TASK TO CARRY OUT =
Please answer from the excerpt on Canadian constitutionalism below: under the BNA Act, which level of government received powers over jurisdictions not specifically enumerated in it?

All of these grievances culminated in the Reform campaign for Responsible Government. By the achievement of Responsible Government the executive’s sovereign authority was legitimized because it was held accountable by the legislature, which in turn was accountable to the freeholding electorate.
Responsible Government, of course, remains the basis of the sovereignty of parliament for which MacDonald advocates. However, the Baldwins and the other Reformers envisioned the executive held accountable by an independent legislature. Through the late nineteenth and twentieth centuries with the de-legitimizing of the senate, in combination with the powers of patronage and party discipline invested with the prime minister, a reverse of the original intent developed, in which the executive is able to dominate the legislature, particularly in majority parliament situations. Like the grand juries of the 18th century, today the principal check on the sovereignty of a majority parliament remains the courts with the powers invested in the Charter.
The Charter, when considered in the long history of debate over the sovereign power of the executive and parliament, is not a new aspect of Canadian constitutionalism. MacDonald argues that the Charter must be considered in the spirit of balance that has shaped the Canadian constitution. While I agree with that, the factors that contribute to that sense of balance, particularly the balance between the State and individual rights, date back much farther than Confederation.
JOHN A. AND THE BNA - NON-CENTRALIZING TENDENCIES?
L. Ian MacDonald argues in his speech to the Calgary conference that the BNA Act and the governance of John A. Macdonald established a tradition of respecting the right of provinces and established the foundation of Canadian compromise and asymmetrical federalism.
I have to disagree.
The BNA Act did delineate both Federal and Provincial powers but which powers did it give to which level of government. MacDonald himself spells some of them out:
In the BNA tradition, Ottawa's powers are invested in section 91, the POGG, peace, order and good government. Defence, foreign affairs, international trade, the economic union. The powers of the provinces are in section 92, including health care, daycare, and cities.I would argue that Ottawa got control of most of the powers that really mattered to government in the later nineteenth century. Health-care was an entirely private concern. Upper and Lower Canada had well established public education systems that pre-dated Confederation with the School Acts of 1841 and 1843; there was no need to undo what was already working. As for post-secondary education it was largely private and largely the reserve of a small elite. As for cities, even in 1901 the country’s population was still predominantly rural, with most people’s livelihoods connected to farming.
Further, MacDonald overlooks two major factors that diminish this portion of his argument. First, powers over jurisdictions not specifically enumerated in the BNA Act were reserved to the federal government, not the provinces. Second, the BNA Act allowed the federal government the power of disallowance over any provincially passed statute.
Lets discuss this aspect specifically. MacDonald himself argues that the power of disallowance “fell into disuse.” This is hardly accurate.

DATA EXCERPTS =
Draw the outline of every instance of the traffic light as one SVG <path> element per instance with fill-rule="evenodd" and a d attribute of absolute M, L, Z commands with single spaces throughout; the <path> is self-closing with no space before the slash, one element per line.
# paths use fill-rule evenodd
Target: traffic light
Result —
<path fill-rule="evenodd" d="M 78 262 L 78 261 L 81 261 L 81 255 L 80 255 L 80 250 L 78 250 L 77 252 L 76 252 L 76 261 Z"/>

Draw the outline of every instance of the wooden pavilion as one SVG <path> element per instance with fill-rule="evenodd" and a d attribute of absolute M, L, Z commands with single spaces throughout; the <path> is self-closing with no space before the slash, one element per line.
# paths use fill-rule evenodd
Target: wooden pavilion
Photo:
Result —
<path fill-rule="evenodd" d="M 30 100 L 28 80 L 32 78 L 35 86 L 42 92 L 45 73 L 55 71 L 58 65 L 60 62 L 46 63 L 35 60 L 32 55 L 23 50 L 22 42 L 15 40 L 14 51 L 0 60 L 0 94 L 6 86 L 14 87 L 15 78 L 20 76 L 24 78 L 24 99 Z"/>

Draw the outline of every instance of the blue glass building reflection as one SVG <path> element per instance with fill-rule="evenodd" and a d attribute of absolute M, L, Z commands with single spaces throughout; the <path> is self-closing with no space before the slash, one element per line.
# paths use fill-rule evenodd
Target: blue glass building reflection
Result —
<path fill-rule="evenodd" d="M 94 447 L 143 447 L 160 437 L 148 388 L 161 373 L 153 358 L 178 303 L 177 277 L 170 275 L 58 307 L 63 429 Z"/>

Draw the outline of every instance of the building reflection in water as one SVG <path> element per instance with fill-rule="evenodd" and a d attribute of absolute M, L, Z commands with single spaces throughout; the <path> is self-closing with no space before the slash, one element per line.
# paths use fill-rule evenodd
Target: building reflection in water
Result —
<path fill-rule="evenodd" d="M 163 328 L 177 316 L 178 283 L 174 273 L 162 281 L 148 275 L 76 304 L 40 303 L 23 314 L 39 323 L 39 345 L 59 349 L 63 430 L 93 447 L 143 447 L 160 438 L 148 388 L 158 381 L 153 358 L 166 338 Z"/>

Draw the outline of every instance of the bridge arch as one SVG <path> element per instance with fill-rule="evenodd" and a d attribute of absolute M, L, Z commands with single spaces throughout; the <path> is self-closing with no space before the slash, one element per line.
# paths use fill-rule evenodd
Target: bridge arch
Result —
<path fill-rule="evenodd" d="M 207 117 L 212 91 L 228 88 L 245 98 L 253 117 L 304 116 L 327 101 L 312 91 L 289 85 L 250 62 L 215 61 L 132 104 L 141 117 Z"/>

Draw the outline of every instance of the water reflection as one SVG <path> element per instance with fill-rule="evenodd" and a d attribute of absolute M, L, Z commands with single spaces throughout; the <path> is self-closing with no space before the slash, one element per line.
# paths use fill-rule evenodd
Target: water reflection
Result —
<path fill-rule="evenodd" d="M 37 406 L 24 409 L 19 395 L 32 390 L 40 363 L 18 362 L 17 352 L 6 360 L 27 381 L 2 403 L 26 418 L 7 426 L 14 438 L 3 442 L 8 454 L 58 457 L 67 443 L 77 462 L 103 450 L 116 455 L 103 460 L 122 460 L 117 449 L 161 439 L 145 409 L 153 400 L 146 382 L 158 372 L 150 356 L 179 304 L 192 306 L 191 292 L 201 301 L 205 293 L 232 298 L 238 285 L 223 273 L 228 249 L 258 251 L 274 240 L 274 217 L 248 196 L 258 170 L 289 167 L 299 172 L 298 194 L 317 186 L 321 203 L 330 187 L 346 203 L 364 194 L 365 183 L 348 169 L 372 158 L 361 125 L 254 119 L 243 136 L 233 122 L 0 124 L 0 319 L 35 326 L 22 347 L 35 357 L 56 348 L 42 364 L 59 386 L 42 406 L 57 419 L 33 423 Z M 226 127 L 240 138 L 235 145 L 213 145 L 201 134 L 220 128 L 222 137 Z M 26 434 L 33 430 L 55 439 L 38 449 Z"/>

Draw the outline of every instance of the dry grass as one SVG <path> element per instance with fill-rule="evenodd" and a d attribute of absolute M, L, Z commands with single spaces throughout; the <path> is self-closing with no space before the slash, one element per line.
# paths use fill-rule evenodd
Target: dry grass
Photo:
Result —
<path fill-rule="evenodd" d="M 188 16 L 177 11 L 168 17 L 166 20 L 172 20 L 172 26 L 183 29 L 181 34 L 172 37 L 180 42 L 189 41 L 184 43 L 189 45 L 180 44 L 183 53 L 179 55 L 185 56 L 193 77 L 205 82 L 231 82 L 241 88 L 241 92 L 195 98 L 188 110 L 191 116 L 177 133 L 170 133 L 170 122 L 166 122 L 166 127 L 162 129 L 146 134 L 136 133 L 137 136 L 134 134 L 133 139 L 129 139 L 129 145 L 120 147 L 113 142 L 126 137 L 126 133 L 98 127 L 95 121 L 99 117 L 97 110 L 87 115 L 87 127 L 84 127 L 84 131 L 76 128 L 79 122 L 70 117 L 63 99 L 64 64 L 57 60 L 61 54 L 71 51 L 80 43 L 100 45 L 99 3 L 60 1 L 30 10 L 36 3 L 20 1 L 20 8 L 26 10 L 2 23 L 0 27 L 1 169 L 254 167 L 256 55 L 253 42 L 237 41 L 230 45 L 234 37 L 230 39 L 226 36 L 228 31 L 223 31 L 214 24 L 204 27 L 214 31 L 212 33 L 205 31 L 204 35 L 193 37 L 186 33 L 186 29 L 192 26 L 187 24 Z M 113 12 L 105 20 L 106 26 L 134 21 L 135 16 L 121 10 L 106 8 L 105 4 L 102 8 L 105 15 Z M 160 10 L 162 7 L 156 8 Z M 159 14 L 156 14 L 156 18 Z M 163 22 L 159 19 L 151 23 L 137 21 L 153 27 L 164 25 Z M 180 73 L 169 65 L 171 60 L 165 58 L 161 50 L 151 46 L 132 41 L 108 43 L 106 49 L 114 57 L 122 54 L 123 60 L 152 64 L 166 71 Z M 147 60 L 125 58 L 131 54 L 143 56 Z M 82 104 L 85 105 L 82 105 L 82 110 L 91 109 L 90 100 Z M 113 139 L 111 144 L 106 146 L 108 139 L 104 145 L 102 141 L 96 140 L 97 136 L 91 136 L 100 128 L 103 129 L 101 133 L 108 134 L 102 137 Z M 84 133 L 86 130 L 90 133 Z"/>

EXERCISE RESPONSE =
The federal government.